(Input material):
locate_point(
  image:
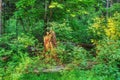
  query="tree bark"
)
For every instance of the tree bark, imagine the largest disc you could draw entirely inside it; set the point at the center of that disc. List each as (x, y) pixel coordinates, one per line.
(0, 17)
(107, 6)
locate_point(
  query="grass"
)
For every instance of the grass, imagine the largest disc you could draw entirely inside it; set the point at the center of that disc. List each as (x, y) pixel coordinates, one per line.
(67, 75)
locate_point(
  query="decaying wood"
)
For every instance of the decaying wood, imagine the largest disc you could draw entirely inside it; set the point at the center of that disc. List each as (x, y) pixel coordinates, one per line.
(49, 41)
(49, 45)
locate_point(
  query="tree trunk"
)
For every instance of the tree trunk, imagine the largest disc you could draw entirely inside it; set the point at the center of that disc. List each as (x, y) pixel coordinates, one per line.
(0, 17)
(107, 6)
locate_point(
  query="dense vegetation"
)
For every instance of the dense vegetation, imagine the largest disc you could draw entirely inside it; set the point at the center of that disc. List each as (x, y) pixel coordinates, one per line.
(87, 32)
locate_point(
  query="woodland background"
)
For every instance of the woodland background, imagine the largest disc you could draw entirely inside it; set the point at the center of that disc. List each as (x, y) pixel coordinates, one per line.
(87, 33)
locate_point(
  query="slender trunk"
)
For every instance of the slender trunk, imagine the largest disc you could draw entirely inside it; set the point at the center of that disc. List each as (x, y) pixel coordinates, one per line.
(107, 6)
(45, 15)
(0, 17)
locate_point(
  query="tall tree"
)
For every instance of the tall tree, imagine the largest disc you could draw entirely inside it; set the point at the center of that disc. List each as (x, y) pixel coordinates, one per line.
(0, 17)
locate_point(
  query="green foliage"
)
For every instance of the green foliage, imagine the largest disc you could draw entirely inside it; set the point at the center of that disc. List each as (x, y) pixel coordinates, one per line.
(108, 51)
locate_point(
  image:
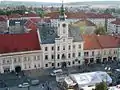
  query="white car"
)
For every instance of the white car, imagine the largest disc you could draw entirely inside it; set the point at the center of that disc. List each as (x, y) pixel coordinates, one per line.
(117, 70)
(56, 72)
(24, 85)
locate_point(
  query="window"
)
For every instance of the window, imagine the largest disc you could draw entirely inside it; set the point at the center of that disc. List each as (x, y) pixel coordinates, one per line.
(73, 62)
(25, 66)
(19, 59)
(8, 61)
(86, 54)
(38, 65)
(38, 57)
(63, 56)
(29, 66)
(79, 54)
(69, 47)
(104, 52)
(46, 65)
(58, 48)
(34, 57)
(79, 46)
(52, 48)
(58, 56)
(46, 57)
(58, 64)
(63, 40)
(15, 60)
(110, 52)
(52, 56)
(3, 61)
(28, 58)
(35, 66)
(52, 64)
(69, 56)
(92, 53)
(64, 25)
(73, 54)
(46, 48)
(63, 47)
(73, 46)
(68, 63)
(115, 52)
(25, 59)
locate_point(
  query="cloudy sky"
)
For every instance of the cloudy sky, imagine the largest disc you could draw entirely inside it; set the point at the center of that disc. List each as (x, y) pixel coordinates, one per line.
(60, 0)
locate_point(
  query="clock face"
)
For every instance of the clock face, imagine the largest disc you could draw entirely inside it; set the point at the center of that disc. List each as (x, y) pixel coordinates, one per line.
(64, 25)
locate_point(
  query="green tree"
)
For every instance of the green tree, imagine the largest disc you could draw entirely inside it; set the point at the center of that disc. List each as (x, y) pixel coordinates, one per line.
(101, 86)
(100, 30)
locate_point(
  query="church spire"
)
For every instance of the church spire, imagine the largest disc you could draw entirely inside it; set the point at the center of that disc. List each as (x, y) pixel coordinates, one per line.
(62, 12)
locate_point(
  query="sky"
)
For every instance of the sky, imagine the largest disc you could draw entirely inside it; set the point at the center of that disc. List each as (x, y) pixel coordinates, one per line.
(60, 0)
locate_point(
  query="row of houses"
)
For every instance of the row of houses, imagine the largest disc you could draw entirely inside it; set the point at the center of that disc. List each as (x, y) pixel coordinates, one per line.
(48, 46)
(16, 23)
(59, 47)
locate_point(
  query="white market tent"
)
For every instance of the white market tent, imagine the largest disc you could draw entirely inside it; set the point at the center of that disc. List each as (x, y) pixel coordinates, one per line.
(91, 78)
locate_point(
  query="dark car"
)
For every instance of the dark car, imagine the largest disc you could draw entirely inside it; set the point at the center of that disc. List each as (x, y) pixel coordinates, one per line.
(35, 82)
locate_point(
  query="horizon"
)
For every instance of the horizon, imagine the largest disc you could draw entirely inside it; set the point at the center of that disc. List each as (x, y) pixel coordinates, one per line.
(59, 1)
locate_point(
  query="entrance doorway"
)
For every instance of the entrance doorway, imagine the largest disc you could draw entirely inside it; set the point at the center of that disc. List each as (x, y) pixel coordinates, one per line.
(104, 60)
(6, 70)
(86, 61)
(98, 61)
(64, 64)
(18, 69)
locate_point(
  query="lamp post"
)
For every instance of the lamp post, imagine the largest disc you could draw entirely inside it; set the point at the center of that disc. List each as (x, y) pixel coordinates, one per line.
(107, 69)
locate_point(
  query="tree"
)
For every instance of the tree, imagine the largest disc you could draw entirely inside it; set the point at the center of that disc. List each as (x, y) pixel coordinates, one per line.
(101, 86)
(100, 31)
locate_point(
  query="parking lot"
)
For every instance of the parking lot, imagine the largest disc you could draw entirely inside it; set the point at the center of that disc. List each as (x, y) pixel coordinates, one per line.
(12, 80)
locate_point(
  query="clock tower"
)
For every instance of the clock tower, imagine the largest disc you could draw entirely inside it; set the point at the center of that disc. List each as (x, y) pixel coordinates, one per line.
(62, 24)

(What you need to do): Restate the full listing verbatim and drop every picture.

(Reply):
locate_point(
  image:
  query="tree bark"
)
For every instance of the tree bark, imagine the largest disc you could draw entirely inside it; set the point at the center of that disc. List each as (x, y) pixel coordinates, one per line.
(0, 17)
(107, 6)
locate_point(
  query="grass"
)
For every instance of the grass, imagine the largest disc you could draw entirely inside it; set the point at the center of that disc. List each as (x, y) pixel coordinates, one per line.
(67, 75)
locate_point(
  query="decaying wood"
)
For every instance of the decaying wood, imagine the largest disc you could draw entirely inside it; set the point at the center of that disc. List each as (x, y) pixel coordinates, one per line.
(49, 41)
(49, 45)
locate_point(
  query="tree trunk"
)
For every instance of the tree trunk, imagine the largest disc you could draw entirely inside it; set the point at the center of that disc. List each as (x, y) pixel coordinates, one per line.
(0, 17)
(107, 6)
locate_point(
  query="dense vegetation"
)
For every instance of the dense vegetation, imagine the largest disc you could draw entirely inside it; set the point at the center of that disc. List each as (x, y) pixel coordinates, one per line.
(87, 32)
locate_point(
  query="woodland background"
)
For every instance of the woodland background, imagine the largest disc you could draw entirely inside it; set the point at the center of that disc. List each as (x, y) pixel coordinates, one per line.
(87, 33)
locate_point(
  query="slender trunk"
)
For every instance of the slender trunk, imagine the largest disc you could draw entirely inside it; set the point at the center of that disc. List each as (x, y) pixel coordinates, one per line.
(107, 6)
(45, 15)
(0, 17)
locate_point(
  query="tall tree"
)
For every instance of the tall tree, imagine the largest disc you could draw entirely inside it; set the point at the center of that disc. List each as (x, y) pixel coordinates, one per line.
(0, 17)
locate_point(
  query="green foliage"
)
For every instance of the green foliage, imagine the largest disc you could draw entirely inside it; set the point at the center of that disc. List each as (x, y) pixel coordinates, one per line.
(108, 51)
locate_point(
  image:
  query="white car"
)
For every instance of the white car, imagine the largest disc you could draw entirely inside it; set the point at the center of that disc. List each as (x, y) pixel coordinates, one per line.
(117, 70)
(56, 72)
(24, 85)
locate_point(
  query="window"
)
For every instance of the window, imagine the largest disc you could draw entirely inside it; set the point at the center of that disc. List each as (x, y) pixel coordinates, one per line.
(73, 62)
(25, 66)
(19, 59)
(8, 61)
(86, 54)
(38, 65)
(38, 57)
(63, 56)
(29, 66)
(79, 54)
(69, 47)
(104, 52)
(46, 65)
(58, 48)
(34, 57)
(79, 46)
(52, 48)
(58, 56)
(46, 57)
(58, 64)
(63, 40)
(15, 60)
(110, 52)
(52, 56)
(3, 61)
(28, 58)
(35, 66)
(52, 64)
(69, 56)
(92, 53)
(64, 25)
(73, 54)
(46, 48)
(63, 47)
(73, 46)
(68, 63)
(115, 52)
(25, 59)
locate_point(
  query="cloudy sky"
)
For every instance of the cloudy sky, imagine the largest disc you could draw entirely inside it; set the point at the center of that disc. List each as (x, y) pixel coordinates, one per line.
(60, 0)
locate_point(
  query="clock face"
)
For every instance of the clock face, imagine the largest disc you could draw entirely inside it; set the point at the center of that disc. List each as (x, y) pixel coordinates, one per line.
(64, 25)
locate_point(
  query="green tree"
)
For every instance of the green tree, imagine the largest disc you could draw entirely inside it; set the point at the center of that disc. List each as (x, y) pixel coordinates, one per line.
(101, 86)
(100, 30)
locate_point(
  query="church spire"
)
For every instance of the church spire, imagine the largest disc you could draw entirely inside it; set the point at the center of that disc. List each as (x, y) pixel coordinates, one per line.
(62, 12)
locate_point(
  query="sky"
)
For every instance of the sky, imagine the largest disc you could draw entirely inside it; set the point at the center of that disc. List each as (x, y) pixel coordinates, one per line.
(60, 0)
locate_point(
  query="row of houses"
)
For every instance of the row of houses, imagine the largest disc you could draw entirely inside it; set the point at the center of that disc. List each as (x, y) pixel coordinates, one per line.
(48, 46)
(16, 23)
(59, 47)
locate_point(
  query="white market tent"
)
For every instance of the white market tent, imagine the largest disc you could draw entirely inside it; set the point at the center of that disc. List each as (x, y) pixel coordinates, one per line.
(91, 78)
locate_point(
  query="dark car"
)
For every instance of the dark car, imagine the largest disc you could draw entirely inside it; set the point at the center of that disc. List each as (x, y) pixel coordinates, one per line.
(35, 82)
locate_point(
  query="horizon"
)
For every instance of the horizon, imagine the largest disc you could draw entirely inside it; set the point at the center of that disc. List each as (x, y) pixel coordinates, one per line.
(59, 1)
locate_point(
  query="entrance doorway"
)
For every instance of the entrance doorway, imagine the largest disc you could draw entirely inside it; set the point at the center of that disc. List each as (x, y) pixel coordinates, one per line.
(104, 60)
(6, 70)
(86, 61)
(98, 61)
(64, 64)
(18, 69)
locate_point(
  query="lamp post"
)
For every instance of the lamp post, imagine the largest disc you could draw entirely inside it; set the point at the center of that disc. List each as (x, y) pixel coordinates, one per line.
(107, 69)
locate_point(
  query="tree"
)
For every instance of the tree, imagine the largest disc you could draw entirely inside it; set the point at the center of that disc. List each as (x, y) pixel coordinates, one per line.
(101, 86)
(100, 31)
locate_point(
  query="parking lot"
)
For every instance of the parking lot, imagine the largest disc you could draw entirely inside it; set the point at the center of that disc. List each as (x, y) pixel coordinates, one per line.
(12, 80)
locate_point(
  query="clock tower"
)
For every instance of the clock tower, imagine the largest disc you could draw entirely inside it; set the point at the center of that disc. List each as (x, y) pixel coordinates, one per line.
(62, 24)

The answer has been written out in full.